▶ What needs to be done
In the copy, keep every word of the data below and none of its pictures.
-- -- --
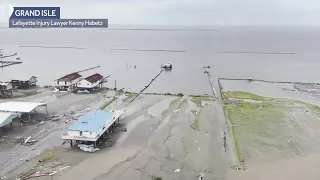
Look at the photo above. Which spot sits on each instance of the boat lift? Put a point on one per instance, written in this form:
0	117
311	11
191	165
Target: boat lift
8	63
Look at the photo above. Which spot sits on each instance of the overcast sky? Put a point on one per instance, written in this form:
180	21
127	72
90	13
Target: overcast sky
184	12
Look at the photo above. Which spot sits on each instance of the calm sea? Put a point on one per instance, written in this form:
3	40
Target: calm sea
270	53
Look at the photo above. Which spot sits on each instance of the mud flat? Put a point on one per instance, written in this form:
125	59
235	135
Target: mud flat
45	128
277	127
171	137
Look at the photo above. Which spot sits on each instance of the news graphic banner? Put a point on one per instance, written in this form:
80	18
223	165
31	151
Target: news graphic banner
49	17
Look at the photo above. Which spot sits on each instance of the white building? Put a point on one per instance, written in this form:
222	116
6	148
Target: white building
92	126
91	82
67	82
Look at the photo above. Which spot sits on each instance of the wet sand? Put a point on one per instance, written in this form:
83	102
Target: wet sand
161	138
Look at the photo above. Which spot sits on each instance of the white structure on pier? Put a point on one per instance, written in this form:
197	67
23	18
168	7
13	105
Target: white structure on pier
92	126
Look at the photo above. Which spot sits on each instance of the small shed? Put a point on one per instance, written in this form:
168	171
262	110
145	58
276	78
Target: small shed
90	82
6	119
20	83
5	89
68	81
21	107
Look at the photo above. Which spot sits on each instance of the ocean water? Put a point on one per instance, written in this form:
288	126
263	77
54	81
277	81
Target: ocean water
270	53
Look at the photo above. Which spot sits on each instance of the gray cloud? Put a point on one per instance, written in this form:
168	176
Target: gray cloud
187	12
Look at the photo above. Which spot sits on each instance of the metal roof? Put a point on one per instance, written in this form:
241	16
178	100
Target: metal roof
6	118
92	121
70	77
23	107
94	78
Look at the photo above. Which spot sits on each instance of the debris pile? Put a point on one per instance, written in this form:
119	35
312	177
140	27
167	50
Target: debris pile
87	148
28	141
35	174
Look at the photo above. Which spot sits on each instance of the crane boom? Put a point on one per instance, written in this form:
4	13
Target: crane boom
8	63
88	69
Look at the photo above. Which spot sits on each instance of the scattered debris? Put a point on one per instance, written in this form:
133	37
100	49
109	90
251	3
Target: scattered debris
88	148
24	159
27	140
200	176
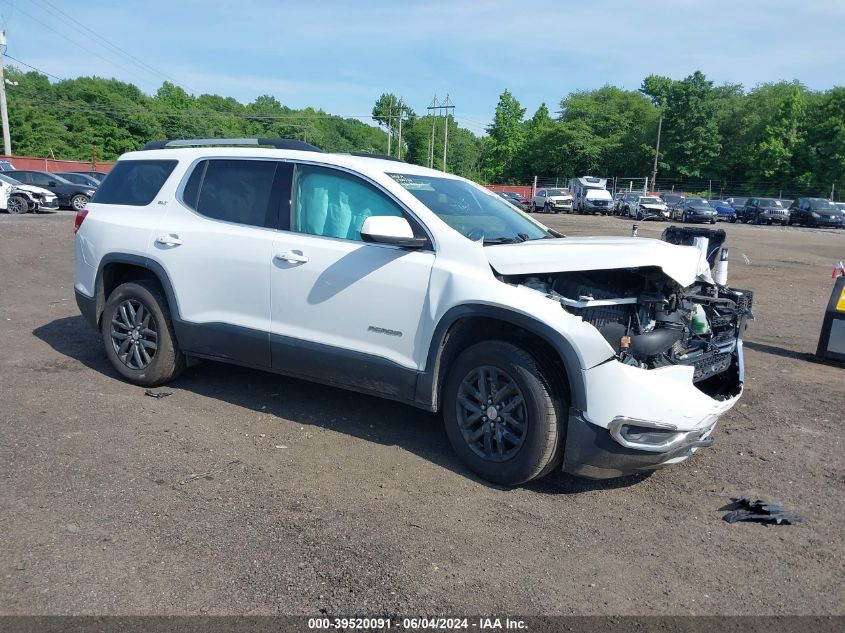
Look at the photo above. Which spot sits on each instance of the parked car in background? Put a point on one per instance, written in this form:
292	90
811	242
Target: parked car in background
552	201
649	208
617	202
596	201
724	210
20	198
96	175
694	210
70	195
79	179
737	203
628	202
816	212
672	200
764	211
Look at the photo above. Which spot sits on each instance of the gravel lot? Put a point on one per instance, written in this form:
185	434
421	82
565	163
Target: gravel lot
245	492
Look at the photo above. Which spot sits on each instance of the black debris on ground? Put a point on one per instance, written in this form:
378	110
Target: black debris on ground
-- -- --
▶ Completed task
Look at the photo above. Which spot sits on each instance of the boat lift? Put a point on one per instance, written in this form:
0	117
311	11
191	165
Target: boat lift
8	63
Look at the photo above. Which spot sits on each instance of the overcast sky? Put a point on one per instance, written in this form:
180	21
127	72
90	13
Target: overcast sky
184	12
Look at the photo above. Which spot sits on each instance of the calm sea? Put a point on one per instance, written in this form:
3	40
Target: calm sea
270	53
Look at the photo above. Which spot sits on each instance of the mud flat? Put a point on one per instance, written in this form:
125	59
235	135
Target: mud flat
45	128
277	127
171	137
Look at the photo above. Which spot sits on each instance of the news graphic banner? Put a point on one per instance, written in this form:
80	18
223	165
31	151
Target: news graphic banner
49	17
Look at the photo above. Which spot sits on each instance of the white building? Put a point on one per instance, written in this form:
222	116
6	148
Target: white building
92	126
91	82
67	82
Look at the photo above. Which spot sits on each instance of the wet sand? Put a point on one per instance, written in this form:
83	102
Target: wet sand
161	138
Look at the photo above. Which spot sits on each instance of the white structure on pier? Put a point on one per instance, written in this form:
197	67
23	18
168	7
13	105
Target: white structure on pier
92	126
Look at the photo above. Which spot sits on each instance of the small shed? Put a point on one per instance, written in this form:
168	171
262	110
145	58
276	78
Target: small shed
90	82
6	119
20	83
5	89
68	81
21	107
Look at the photo above. Which spot sits on each instance of the ocean water? Put a point on one per instance, written in this form:
288	126
263	77
54	81
277	81
Target: ocean water
270	53
Look at the photo above. Which spot sits on each instance of the gray cloud? Put a point on one per instance, written in this form:
168	176
Target: gray cloud
187	12
Look at the photo above. Which spot sits on each instance of the metal roof? Put a point on one per instance, written in this form:
241	16
178	100
Target: metal roof
6	118
92	121
70	77
23	107
94	78
Look at the photo above. Which spot sits on each instance of the debris pile? Put a point on one per instance, written in this form:
119	35
312	177
140	27
167	50
Target: debris pile
87	148
28	141
35	174
Look at the photo above. Which spot sits on each instance of the crane boom? Put a point on one per instance, written in this form:
4	13
Target: crane boom
8	63
88	69
Look at the photo above. Which spot sits on each instance of the scattered debris? Put a point on one per instance, written in this form:
133	37
100	49
109	90
251	3
Target: scattered debris
88	148
24	159
27	140
200	176
Look at the photo above. Which spot sits on each instance of the parked car in background? Put a point on one per instance, written in this form:
292	90
811	242
Target: parked car in background
552	201
649	208
617	202
596	201
724	210
20	198
96	175
694	210
70	195
79	179
737	203
628	202
816	212
672	200
764	211
Look at the photo above. Which spot sits on each instance of the gravel lot? Put a point on one per instance, written in this form:
185	434
421	82
565	163
Target: gravel lot
245	492
Look at the photo above. Which spot sits on each instance of the black debris on ground? Put a point on one per instance, written in this form:
378	110
Target: black debris on ground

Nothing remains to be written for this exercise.